What to work on:
Rewrite the listing from its first line to the line with "519,0 -> 1344,596", requests included, shifting every bounding-box coordinate in the answers up by 51.

Dataset extract:
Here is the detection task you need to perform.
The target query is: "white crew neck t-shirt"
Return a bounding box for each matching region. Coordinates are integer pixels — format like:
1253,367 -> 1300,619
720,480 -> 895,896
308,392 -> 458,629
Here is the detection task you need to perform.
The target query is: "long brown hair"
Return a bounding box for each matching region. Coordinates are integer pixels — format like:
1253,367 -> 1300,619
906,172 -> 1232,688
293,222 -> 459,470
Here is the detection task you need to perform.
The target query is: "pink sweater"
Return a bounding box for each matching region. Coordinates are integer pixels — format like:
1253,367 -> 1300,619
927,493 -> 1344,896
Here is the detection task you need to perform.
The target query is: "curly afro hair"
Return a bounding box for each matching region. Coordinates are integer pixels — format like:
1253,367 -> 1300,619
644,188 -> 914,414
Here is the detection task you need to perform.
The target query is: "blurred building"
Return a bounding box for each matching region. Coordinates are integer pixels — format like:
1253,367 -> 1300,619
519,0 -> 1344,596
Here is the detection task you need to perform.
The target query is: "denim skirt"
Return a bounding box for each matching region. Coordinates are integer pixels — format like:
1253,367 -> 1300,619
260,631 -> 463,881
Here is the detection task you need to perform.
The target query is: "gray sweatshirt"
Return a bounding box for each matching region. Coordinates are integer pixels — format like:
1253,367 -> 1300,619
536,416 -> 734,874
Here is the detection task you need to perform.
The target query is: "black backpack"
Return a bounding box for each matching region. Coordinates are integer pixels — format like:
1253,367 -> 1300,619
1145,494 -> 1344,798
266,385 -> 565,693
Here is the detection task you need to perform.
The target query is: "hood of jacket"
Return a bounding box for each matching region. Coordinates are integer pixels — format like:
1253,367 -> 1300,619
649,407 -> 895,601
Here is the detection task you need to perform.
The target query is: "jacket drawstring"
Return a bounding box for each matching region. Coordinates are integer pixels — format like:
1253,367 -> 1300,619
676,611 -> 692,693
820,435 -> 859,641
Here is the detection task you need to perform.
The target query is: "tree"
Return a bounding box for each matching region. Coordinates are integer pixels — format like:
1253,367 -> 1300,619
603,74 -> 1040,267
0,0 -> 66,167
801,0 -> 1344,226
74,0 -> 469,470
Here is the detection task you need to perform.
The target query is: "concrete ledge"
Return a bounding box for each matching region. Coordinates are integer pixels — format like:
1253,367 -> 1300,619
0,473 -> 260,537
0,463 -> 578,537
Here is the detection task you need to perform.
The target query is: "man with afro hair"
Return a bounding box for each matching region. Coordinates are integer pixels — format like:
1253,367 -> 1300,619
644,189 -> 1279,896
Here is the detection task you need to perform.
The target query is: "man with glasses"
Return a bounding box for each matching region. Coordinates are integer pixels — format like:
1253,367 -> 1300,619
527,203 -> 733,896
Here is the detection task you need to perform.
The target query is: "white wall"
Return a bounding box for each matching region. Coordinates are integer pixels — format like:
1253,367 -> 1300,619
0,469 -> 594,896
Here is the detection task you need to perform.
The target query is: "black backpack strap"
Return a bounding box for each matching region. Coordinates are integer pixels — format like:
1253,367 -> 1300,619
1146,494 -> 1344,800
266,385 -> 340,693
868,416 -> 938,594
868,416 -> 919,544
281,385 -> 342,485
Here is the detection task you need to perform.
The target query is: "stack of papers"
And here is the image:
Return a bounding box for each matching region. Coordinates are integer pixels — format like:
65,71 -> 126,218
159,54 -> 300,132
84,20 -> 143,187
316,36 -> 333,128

Result of the exercise:
Here is the detection task you need to perform.
The target query is: "white crew neck t-shirt"
Return a bounding box for each matching region. Coordinates are integer pixels — format like:
1253,367 -> 1300,619
771,531 -> 946,947
359,443 -> 509,680
Here is the detection task you need to perform.
The target query is: "long brown hair"
Return a bounding box for each matching region. Coordinates are integer pixels — format like:
1253,367 -> 1300,619
957,223 -> 1283,739
344,273 -> 510,521
Here is the detection task you need to perform.
The target query is: "pink sweater"
Return a bounding box for each matching region. Coordinates are integer pixels — format like:
1253,367 -> 1300,619
978,544 -> 1395,947
Here is the detection task you need to perform.
The target query is: "curly afro hair"
Return a bounding box for each matching region. Coordinates are integer pixels — format like:
1253,367 -> 1300,619
695,239 -> 965,465
Here is the detection task you need to perform.
The target query is: "blurred building"
Return a bounding box for each matching region. Coordinates are integer pixels — format like:
1253,367 -> 1300,619
570,51 -> 1395,647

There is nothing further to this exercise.